* **Extrait à lire**
::::::::

"Copy trading" : comment des influenceurs se retrouvent soupçonnés d'escroquerie après avoir proposé à leurs abonnés des investissements à haut risque
"J'ai envie que la peur change de camp." Depuis plus de huit mois, Slim*, cofondateur du collectif AVI (Aide aux victimes d'influenceurs), dénonce les pratiques de certaines des personnalités qui louent sur les réseaux sociaux les mérites de produits en échange de rémunérations. Le trentenaire n'est pas seul dans cette bataille, puisque des députés s'emparent aussi du sujet. Selon la Répression des fraudes, "six influenceurs contrôlés sur dix ne respectent pas la réglementation sur la publicité et les droits des consommateurs". Une proposition de loi vise à encadrer le secteur et à mieux lutter contre les dérives. Le texte est examiné en séance publique à l'Assemblée nationale, jeudi 9 février. Il le sera à nouveau en mars, après la publication des résultats d'une consultation sur les pratiques des influenceurs lancée par le gouvernement début janvier.
Cosmétiques, compléments alimentaires, accessoires de mode ou objets du quotidien… L'éventail des produits vantés par les influenceurs est large, mais c'est la publicité pour les produits et services financiers qui a attiré l'attention du député Arthur Delaporte, rapporteur de la proposition de loi. Lors de l'examen du texte en commission, le 1er février, l'élu socialiste a déposé un amendement pour interdire la promotion de ces pratiques, qui présentent "des risques importants de perte pour les consommateurs". "Il faut être réactif face à des pratiques opaques de finance grise", qui flirtent avec la légalité, souligne le parlementaire à franceinfo.

::::::::

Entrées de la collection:
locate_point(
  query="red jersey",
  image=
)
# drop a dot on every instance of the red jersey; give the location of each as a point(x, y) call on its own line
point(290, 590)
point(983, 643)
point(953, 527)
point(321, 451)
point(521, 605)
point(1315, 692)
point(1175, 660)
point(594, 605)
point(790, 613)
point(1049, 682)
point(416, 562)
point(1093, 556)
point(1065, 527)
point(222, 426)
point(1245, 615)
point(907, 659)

::::::::

* **Exercices à faire**
[1] D'après l'article sur le copy trading, quel jour la proposition de loi est-elle examinée en séance publique à l'Assemblée nationale ?
[2] Prolongez l'article sur le copy trading au-delà de sa dernière phrase.

* **Résultats finaux**
[1] Le jeudi 9 février.

[2]
Des investissements à haut risque
Le "copy trading" figure parmi ces pratiques. Il consiste à investir de l'argent, puis à reproduire les positions financières prises par des traders pour le faire fructifier, la plupart du temps sur un marché fortement spéculatif, comme celui des devises, le Forex (Foreign Exchange Market). Bien que légaux, ces investissements de trading en ligne sont à haut risque et peuvent entraîner de fortes pertes, autant de dangers contre lesquels la répression des fraudes met en garde.
De son côté, l'Autorité des marchés financiers (AMF) met régulièrement à jour une liste noire des sites qui ne sont pas autorisés à proposer de tels placements financiers. Plus récemment, elle a développé, sur Instagram, une campagne contre les arnaques au trading. L'AMF rappelle aussi que la publicité pour les produits les plus risqués, qu'elle soit directe ou indirecte, est interdite depuis la loi dite "Sapin II" du 9 décembre 2016.
Or depuis plusieurs mois, des influenceurs s'improvisent experts du trading et multiplient les vidéos face caméra pour convaincre leurs abonnés de parier sur ces produits spéculatifs. Face à ce phénomène, Claire Castanet, directrice des relations avec les épargnants et de leur protection à l'AMF, appelle à redoubler de vigilance. "Quand on voit un influenceur recommander un site de trading ou un investissement, il faut se poser plusieurs questions : 'Est-ce qu'il a des compétences avérées en finance ?' 'Est-ce un témoignage sincère, désintéressé ou une publicité ?' Ce n'est pas toujours précisé clairement, alors que c'est une obligation."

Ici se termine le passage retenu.